### Preguntas
• a. Responda, según el fragmento sobre los nuevos enfoques fiscales, a las siguientes preguntas:
(i) ¿Cuándo se diseñaron los sistemas impositivos de los que deben alejarse los nuevos enfoques fiscales?
(ii) ¿Qué generan las nuevas y gigantescas concentraciones económicas-tecnológicas?
(iii) ¿Qué van conformando algunos de los super-ingresos?
• b. Reproduzca literalmente la parte del fragmento sobre los nuevos enfoques fiscales que va desde "En el otro extremo, la" hasta "global de anomia.", ambos incluidos.

### Texto del ejercicio
---+---

En el otro extremo, la tendencia hacia una producción
extremadamente “capital-intensiva” marca la necesidad de nuevos enfoques
fiscales, alejados de los sistemas impositivos diseñados hace un siglo, en
tiempos del capitalismo liberal. Las nuevas y gigantescas concentraciones
económicas-tecnológicas generan super-ingresos, algunos de los cuales alimentan
y reproducen el crecimiento hacia formas más sofisticadas de producción, pero
otros van conformando una burbuja financiera que ha llegado ya a una dimensión
peligrosamente explosiva. Deben reglamentarse, contenerse y gravarse
globalmente, ya que ningún Estado –ni aún los más poderosos- está en
condiciones de formalizar “islotes” de control en un mar global de anomia.

---+---

### Datos almacenados
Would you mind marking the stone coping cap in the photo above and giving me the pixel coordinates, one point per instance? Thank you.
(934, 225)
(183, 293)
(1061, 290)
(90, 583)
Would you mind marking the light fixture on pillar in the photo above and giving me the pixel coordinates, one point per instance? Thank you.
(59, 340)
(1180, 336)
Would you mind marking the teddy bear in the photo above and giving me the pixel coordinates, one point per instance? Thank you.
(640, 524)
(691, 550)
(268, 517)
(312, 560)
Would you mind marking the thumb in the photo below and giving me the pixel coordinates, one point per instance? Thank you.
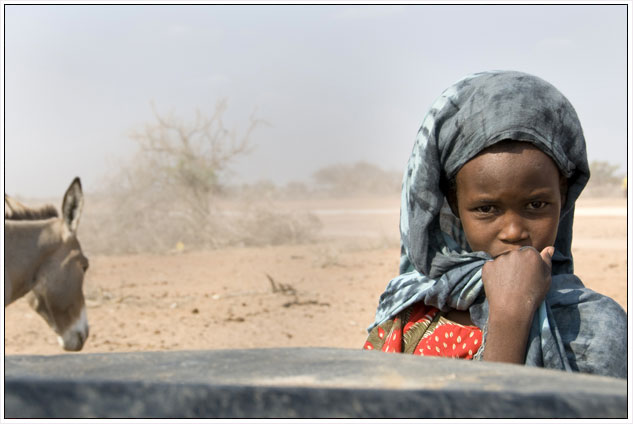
(546, 255)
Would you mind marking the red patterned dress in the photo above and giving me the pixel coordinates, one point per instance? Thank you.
(423, 330)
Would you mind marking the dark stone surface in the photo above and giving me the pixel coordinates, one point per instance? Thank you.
(297, 383)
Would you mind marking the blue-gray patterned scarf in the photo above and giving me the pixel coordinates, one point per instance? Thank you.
(575, 328)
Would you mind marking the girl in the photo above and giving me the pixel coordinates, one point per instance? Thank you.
(486, 224)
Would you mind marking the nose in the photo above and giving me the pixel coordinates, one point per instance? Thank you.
(514, 229)
(74, 341)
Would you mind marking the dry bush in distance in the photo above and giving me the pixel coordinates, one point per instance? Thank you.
(173, 194)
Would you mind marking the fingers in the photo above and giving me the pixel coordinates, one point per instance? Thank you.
(546, 255)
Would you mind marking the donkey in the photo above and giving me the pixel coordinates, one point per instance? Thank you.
(42, 257)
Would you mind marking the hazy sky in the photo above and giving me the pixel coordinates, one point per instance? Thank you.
(337, 84)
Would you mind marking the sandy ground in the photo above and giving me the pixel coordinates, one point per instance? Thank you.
(320, 294)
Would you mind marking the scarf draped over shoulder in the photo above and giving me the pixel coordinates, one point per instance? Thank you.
(575, 328)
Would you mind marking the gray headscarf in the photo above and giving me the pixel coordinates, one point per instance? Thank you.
(575, 328)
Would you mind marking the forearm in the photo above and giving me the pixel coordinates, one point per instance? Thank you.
(506, 338)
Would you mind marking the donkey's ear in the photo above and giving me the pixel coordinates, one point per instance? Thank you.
(72, 205)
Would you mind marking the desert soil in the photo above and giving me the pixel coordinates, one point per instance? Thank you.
(318, 294)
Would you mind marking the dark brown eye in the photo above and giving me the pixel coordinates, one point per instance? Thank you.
(484, 209)
(537, 204)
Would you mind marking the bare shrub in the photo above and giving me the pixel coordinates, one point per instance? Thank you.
(173, 193)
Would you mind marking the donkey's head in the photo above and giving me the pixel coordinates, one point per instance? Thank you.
(58, 293)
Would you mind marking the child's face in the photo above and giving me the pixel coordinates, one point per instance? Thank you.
(509, 196)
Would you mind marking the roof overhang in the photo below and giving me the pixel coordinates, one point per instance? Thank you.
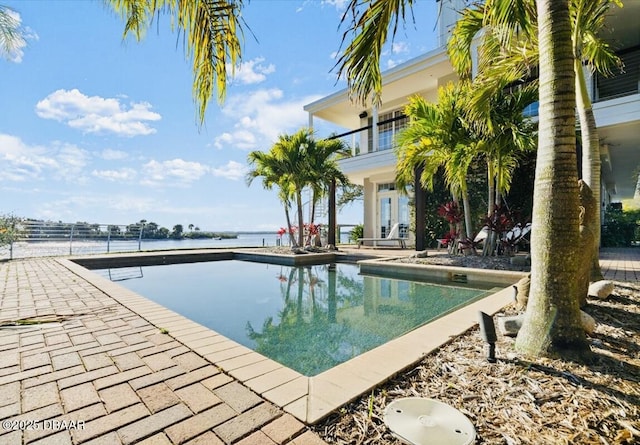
(421, 74)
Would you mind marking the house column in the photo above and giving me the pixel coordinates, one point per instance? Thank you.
(374, 129)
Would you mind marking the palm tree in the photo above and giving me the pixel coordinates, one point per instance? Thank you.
(552, 319)
(287, 166)
(322, 165)
(213, 32)
(509, 53)
(11, 33)
(437, 136)
(271, 169)
(552, 322)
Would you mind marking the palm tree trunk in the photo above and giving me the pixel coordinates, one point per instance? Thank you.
(466, 206)
(491, 200)
(312, 217)
(552, 319)
(590, 161)
(331, 235)
(290, 232)
(300, 219)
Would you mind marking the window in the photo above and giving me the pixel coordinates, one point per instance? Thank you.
(389, 124)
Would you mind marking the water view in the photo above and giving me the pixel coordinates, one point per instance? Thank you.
(307, 318)
(28, 249)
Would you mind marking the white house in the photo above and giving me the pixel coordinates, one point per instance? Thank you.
(616, 103)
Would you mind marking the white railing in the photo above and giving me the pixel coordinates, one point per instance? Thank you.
(47, 238)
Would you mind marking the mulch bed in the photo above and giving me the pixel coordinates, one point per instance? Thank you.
(516, 400)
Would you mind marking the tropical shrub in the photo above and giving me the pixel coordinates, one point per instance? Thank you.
(9, 229)
(356, 233)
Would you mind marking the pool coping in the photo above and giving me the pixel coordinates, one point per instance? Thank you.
(309, 399)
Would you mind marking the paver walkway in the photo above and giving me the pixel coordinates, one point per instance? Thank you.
(621, 264)
(97, 373)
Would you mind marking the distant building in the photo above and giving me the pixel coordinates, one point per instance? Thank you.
(616, 103)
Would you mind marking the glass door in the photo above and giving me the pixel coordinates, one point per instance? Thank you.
(393, 208)
(386, 221)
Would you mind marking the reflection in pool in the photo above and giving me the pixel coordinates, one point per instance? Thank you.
(309, 318)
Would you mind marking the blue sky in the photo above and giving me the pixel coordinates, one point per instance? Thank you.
(97, 129)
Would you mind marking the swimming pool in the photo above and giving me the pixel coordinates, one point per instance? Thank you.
(308, 318)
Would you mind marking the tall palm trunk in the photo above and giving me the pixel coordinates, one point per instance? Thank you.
(552, 320)
(300, 218)
(590, 160)
(289, 231)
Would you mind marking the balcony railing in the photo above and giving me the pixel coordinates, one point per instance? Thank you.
(620, 84)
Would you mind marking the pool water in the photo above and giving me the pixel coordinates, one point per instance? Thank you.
(308, 318)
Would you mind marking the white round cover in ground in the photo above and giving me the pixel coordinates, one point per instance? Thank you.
(420, 421)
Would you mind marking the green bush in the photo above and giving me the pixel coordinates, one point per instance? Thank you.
(356, 232)
(620, 228)
(9, 229)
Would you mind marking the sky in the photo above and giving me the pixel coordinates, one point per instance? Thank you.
(104, 130)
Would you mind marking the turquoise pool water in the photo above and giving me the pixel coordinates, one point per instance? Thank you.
(308, 318)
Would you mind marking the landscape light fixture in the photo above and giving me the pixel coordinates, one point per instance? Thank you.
(488, 333)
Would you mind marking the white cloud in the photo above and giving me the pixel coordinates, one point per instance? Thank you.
(22, 162)
(260, 117)
(399, 47)
(96, 114)
(123, 174)
(113, 155)
(232, 170)
(253, 71)
(174, 172)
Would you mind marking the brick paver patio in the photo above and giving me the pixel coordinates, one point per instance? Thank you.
(97, 373)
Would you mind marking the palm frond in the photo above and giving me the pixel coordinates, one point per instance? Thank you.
(368, 30)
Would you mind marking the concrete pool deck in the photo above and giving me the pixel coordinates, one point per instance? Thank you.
(107, 374)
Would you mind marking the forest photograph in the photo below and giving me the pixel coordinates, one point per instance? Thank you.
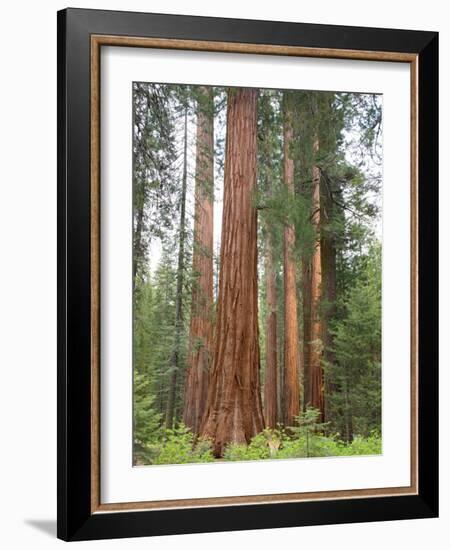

---+---

### Respuestas por tarea
• a.
(i) Hace un siglo, en tiempos del capitalismo liberal.
(ii) Super-ingresos.
(iii) Una burbuja financiera que ha llegado ya a una dimensión peligrosamente explosiva.

• b.
En el otro extremo, la tendencia hacia una producción
extremadamente “capital-intensiva” marca la necesidad de nuevos enfoques
fiscales, alejados de los sistemas impositivos diseñados hace un siglo, en
tiempos del capitalismo liberal. Las nuevas y gigantescas concentraciones
económicas-tecnológicas generan super-ingresos, algunos de los cuales alimentan
y reproducen el crecimiento hacia formas más sofisticadas de producción, pero
otros van conformando una burbuja financiera que ha llegado ya a una dimensión
peligrosamente explosiva. Deben reglamentarse, contenerse y gravarse
globalmente, ya que ningún Estado –ni aún los más poderosos- está en
condiciones de formalizar “islotes” de control en un mar global de anomia.